> ACTIVITY
Pull out every line from the listing that has the word "point".

> TASK MATERIAL

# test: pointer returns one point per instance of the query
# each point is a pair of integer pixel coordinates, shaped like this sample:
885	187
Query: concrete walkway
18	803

> REPLY TO THE EXERCISE
# test: pointer returns one point per instance of the query
# each point is a pair of integer pixel coordinates, shaped like this sample:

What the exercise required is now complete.